» **Extracted records**
════

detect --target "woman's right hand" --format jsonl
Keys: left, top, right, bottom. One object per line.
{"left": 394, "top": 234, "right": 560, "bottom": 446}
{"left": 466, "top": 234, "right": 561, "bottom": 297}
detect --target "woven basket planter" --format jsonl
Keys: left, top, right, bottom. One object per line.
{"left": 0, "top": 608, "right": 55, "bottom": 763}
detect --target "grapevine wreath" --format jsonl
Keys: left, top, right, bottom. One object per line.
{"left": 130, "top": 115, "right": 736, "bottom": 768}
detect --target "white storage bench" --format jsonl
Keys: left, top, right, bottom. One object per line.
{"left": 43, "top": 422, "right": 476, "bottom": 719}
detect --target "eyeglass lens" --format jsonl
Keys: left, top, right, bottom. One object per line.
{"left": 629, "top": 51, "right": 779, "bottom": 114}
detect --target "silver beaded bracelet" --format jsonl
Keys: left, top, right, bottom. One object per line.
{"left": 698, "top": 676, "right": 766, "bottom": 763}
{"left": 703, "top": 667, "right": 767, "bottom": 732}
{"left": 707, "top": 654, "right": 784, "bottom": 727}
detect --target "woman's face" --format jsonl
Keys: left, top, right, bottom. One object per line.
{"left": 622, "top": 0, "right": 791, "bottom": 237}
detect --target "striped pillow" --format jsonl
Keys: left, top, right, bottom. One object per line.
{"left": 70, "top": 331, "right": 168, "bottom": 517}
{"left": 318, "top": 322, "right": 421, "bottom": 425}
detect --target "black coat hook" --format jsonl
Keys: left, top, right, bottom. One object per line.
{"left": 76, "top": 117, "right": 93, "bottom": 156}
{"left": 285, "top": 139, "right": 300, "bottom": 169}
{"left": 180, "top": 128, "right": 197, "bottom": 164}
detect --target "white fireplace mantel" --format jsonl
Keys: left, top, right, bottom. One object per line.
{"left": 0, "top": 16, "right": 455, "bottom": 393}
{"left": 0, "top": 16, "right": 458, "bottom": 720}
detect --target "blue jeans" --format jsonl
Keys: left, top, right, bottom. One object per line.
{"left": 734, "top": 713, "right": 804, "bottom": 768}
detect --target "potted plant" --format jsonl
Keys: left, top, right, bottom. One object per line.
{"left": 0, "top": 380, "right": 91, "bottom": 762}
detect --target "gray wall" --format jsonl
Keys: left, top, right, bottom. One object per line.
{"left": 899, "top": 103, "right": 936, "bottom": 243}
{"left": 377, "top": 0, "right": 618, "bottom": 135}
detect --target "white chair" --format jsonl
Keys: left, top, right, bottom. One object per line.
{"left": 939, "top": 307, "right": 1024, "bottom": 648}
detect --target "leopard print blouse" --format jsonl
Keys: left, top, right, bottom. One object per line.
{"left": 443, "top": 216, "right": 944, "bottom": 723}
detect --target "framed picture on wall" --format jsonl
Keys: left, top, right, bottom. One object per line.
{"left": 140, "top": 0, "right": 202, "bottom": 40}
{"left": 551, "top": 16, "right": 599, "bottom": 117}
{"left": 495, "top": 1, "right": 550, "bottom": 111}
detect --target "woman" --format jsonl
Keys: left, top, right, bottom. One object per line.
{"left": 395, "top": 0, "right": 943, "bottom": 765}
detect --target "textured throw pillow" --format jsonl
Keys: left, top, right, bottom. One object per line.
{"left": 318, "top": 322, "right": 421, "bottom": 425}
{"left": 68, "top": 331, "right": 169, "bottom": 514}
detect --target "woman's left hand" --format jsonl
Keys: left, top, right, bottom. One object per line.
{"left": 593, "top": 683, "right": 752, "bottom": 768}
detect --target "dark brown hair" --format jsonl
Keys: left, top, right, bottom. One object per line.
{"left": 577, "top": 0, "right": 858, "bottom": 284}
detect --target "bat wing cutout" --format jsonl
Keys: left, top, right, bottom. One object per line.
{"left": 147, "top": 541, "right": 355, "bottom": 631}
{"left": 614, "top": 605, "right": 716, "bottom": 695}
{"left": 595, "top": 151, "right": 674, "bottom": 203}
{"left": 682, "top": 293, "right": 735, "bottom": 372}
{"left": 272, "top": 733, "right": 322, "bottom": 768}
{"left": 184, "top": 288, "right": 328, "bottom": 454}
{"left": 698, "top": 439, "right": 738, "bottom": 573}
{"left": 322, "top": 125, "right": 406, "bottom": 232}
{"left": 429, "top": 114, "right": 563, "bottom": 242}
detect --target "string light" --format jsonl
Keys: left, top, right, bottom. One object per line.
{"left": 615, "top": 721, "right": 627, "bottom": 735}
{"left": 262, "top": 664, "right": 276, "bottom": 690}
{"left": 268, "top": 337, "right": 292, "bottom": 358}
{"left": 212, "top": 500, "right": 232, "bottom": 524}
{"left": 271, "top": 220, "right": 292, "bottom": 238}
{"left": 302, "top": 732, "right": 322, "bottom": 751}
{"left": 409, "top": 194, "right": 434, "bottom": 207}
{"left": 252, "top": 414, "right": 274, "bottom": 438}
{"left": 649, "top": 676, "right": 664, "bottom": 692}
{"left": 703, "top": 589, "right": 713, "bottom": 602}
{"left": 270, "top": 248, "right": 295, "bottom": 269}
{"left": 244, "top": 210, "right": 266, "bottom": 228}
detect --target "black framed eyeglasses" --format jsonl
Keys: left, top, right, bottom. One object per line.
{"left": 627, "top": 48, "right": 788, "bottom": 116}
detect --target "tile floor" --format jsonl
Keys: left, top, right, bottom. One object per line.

════

» **Task directions**
Word for word, transcribe each record.

» **Expected answer**
detect --target "woman's right hand" --format jsonl
Keys: left, top, right, bottom. One object per line.
{"left": 394, "top": 234, "right": 560, "bottom": 446}
{"left": 466, "top": 234, "right": 561, "bottom": 297}
detect --target "woven basket planter" --format jsonl
Keys: left, top, right, bottom. One object per line.
{"left": 0, "top": 608, "right": 55, "bottom": 763}
detect --target "grapevine wreath" --format jsonl
Keys: left, top, right, bottom. One object per line.
{"left": 130, "top": 115, "right": 736, "bottom": 768}
detect --target "white storage bench" --format jsonl
Keys: left, top, right, bottom. One object per line.
{"left": 43, "top": 422, "right": 476, "bottom": 719}
detect --target "eyeglass lens" --format jsonl
Keys: left, top, right, bottom. One object per line.
{"left": 629, "top": 51, "right": 779, "bottom": 114}
detect --target "silver beaded bracelet" --format jsonl
Keys: left, top, right, bottom. One object per line.
{"left": 698, "top": 676, "right": 766, "bottom": 763}
{"left": 703, "top": 667, "right": 767, "bottom": 732}
{"left": 707, "top": 654, "right": 784, "bottom": 727}
detect --target "woman's face" --format jsonl
Keys: left, top, right, bottom. One object per line.
{"left": 622, "top": 0, "right": 791, "bottom": 237}
detect --target "striped pillow" --format jsonl
Keys: left, top, right, bottom. One object per line.
{"left": 70, "top": 331, "right": 168, "bottom": 517}
{"left": 318, "top": 322, "right": 421, "bottom": 425}
detect --target "black coat hook" --format jsonl
Keys: left, top, right, bottom. One object per line.
{"left": 76, "top": 117, "right": 93, "bottom": 156}
{"left": 285, "top": 139, "right": 300, "bottom": 169}
{"left": 180, "top": 128, "right": 197, "bottom": 164}
detect --target "white fireplace mantel" --format jsonl
Keys: left, top, right, bottom. One object per line.
{"left": 0, "top": 16, "right": 455, "bottom": 393}
{"left": 0, "top": 16, "right": 458, "bottom": 720}
detect --target "blue jeans" --format jsonl
Keys: left, top, right, bottom. One object per line.
{"left": 734, "top": 713, "right": 804, "bottom": 768}
detect --target "potted plant" --format jsonl
Keys: left, top, right, bottom. One object per line.
{"left": 0, "top": 380, "right": 91, "bottom": 762}
detect --target "gray wall" --format jsonl
Keys: left, top, right, bottom. One object per line.
{"left": 899, "top": 103, "right": 936, "bottom": 243}
{"left": 377, "top": 0, "right": 618, "bottom": 135}
detect --target "white chair" --format jsonl
Keys: left, top, right, bottom. One object per line.
{"left": 939, "top": 307, "right": 1024, "bottom": 648}
detect --target "leopard print blouse" --format jsonl
Keys: left, top, right, bottom. One object per line.
{"left": 443, "top": 216, "right": 944, "bottom": 723}
detect --target "framed picture on wall" --format jsonl
Keys: left, top, right, bottom. One object per line.
{"left": 140, "top": 0, "right": 202, "bottom": 40}
{"left": 551, "top": 16, "right": 599, "bottom": 117}
{"left": 495, "top": 1, "right": 550, "bottom": 111}
detect --target "woman" --format jsonl
Keys: left, top, right, bottom. One object per line.
{"left": 395, "top": 0, "right": 943, "bottom": 765}
detect --target "textured throw pillow" --format jsonl
Keys: left, top, right, bottom. One object per line.
{"left": 318, "top": 322, "right": 421, "bottom": 425}
{"left": 68, "top": 331, "right": 169, "bottom": 514}
detect --target "woman's left hand" --format jsonl
Keys: left, top, right, bottom. One object per line.
{"left": 593, "top": 683, "right": 752, "bottom": 768}
detect --target "dark brown hair" --format jsonl
Keys: left, top, right, bottom. One object per line.
{"left": 577, "top": 0, "right": 858, "bottom": 284}
detect --target "bat wing cutout" --format jsonl
Keys: left, top, right, bottom. One object per line.
{"left": 147, "top": 541, "right": 355, "bottom": 631}
{"left": 614, "top": 605, "right": 716, "bottom": 695}
{"left": 595, "top": 151, "right": 674, "bottom": 203}
{"left": 682, "top": 293, "right": 735, "bottom": 372}
{"left": 272, "top": 733, "right": 322, "bottom": 768}
{"left": 184, "top": 288, "right": 328, "bottom": 454}
{"left": 698, "top": 439, "right": 738, "bottom": 573}
{"left": 322, "top": 125, "right": 406, "bottom": 232}
{"left": 429, "top": 114, "right": 563, "bottom": 242}
detect --target "string light" --format jsonl
Keys: left, top, right, bottom. One object per line.
{"left": 615, "top": 721, "right": 627, "bottom": 735}
{"left": 262, "top": 664, "right": 276, "bottom": 690}
{"left": 268, "top": 337, "right": 292, "bottom": 358}
{"left": 212, "top": 500, "right": 232, "bottom": 524}
{"left": 271, "top": 220, "right": 292, "bottom": 238}
{"left": 302, "top": 732, "right": 322, "bottom": 751}
{"left": 409, "top": 194, "right": 434, "bottom": 207}
{"left": 252, "top": 414, "right": 274, "bottom": 438}
{"left": 649, "top": 676, "right": 664, "bottom": 692}
{"left": 703, "top": 589, "right": 713, "bottom": 602}
{"left": 270, "top": 248, "right": 295, "bottom": 269}
{"left": 244, "top": 210, "right": 266, "bottom": 228}
detect --target "black framed eyeglasses" --format jsonl
Keys: left, top, right, bottom. One object per line.
{"left": 627, "top": 48, "right": 788, "bottom": 116}
detect --target "tile floor" --format jsonl
Keys: left, top, right, bottom. One object per line.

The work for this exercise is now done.